**Supplied text**
In the above examples, the first case illustrates the other as God; the second replaces God with matter, but the “other” remains. Whatever is conceived of as other is only a superimposition of a mental image on what is discernible. That is to say, subjective and objective notions are only modifications in consciousness; they have in themselves no validity in an absolute sense. What is thought of as God or as not God is an invention of mankind. And like all inventions, it has a psychological existence. We shall undoubtedly be confronted by the products of our own hypothesizing, but they will turn out to be as ephemeral as our own I-consciousness which created them.

 

I also reposted an excerpt from the Introduction in Part II, running along these same lines, featuring Nitya’s all-time great comment about calendar maxims, which have become all the more popular during the intervening forty years.

         In surveying the first half of Darsanamala, Susan noted that the engagement we have undertaken is an extended practice of neti neti (not this nor that). I added that the second half of the work might be likewise considered the asti asti (this and that), and ultimately they are to be taken together. Fortunately, part of my reading from ISOA included a perfect example of what this means:

 

The Absolute is not a thing, nor is it a mere idea. When the philosopher has correctly located the paradox lurking between appearance and reality, the paradox itself tends to be abolished into the Absolute. The Absolute is a neutral notion in which all real things and all possible ideas about them can be comprised without contradiction or conflict. Thus it is both a thing and an idea at once. Truth, reality, fact or existence refer to aspects of this central neutral notion, named for convenience the Absolute. (17)

**Rows**

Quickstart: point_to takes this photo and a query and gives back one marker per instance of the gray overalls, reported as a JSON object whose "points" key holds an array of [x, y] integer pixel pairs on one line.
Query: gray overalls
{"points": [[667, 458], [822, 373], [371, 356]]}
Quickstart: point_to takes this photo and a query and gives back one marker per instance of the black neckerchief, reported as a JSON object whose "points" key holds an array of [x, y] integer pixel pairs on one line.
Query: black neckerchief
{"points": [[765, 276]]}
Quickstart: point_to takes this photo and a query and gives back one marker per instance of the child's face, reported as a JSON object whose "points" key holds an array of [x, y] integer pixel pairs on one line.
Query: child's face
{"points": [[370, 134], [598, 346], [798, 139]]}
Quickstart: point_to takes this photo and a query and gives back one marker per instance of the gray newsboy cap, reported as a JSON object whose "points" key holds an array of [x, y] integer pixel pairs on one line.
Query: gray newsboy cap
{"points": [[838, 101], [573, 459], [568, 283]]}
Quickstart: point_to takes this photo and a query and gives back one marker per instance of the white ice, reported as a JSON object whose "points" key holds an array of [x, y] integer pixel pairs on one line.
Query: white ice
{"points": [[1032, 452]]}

==

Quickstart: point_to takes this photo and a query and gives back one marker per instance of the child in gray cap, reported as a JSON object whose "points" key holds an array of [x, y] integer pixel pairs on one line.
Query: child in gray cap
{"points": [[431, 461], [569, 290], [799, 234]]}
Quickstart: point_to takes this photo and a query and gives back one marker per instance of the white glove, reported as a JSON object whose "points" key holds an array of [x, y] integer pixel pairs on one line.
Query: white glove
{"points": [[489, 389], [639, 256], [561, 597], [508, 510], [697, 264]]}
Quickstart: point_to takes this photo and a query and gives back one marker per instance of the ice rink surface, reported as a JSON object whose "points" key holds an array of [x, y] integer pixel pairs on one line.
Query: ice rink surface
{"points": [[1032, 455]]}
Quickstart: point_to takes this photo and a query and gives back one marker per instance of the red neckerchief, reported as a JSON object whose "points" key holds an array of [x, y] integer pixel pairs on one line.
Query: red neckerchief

* * *

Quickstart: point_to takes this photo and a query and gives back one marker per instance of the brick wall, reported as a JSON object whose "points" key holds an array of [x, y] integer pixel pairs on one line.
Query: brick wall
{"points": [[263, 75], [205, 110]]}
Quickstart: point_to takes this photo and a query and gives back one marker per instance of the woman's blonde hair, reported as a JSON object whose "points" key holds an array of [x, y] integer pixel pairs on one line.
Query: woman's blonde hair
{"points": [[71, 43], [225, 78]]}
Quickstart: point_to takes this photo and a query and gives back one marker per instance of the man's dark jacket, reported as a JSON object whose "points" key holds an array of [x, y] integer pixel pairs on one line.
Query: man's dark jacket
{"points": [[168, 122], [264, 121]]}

**Complete the following**
1) According to the passage on the Absolute, what did Susan say the engagement undertaken in the first half of Darsanamala is?
2) Report every line of the entries that holds the string "rink", matching case exactly.
The passage on the Absolute and the entries are separate material with no connection to each other.

**Per-task answers**
1) An extended practice of neti neti (not this nor that).

2)
Quickstart: point_to takes this photo and a query and gives back one marker per instance of the ice rink surface, reported as a JSON object whose "points" key holds an array of [x, y] integer pixel pairs on one line.
Query: ice rink surface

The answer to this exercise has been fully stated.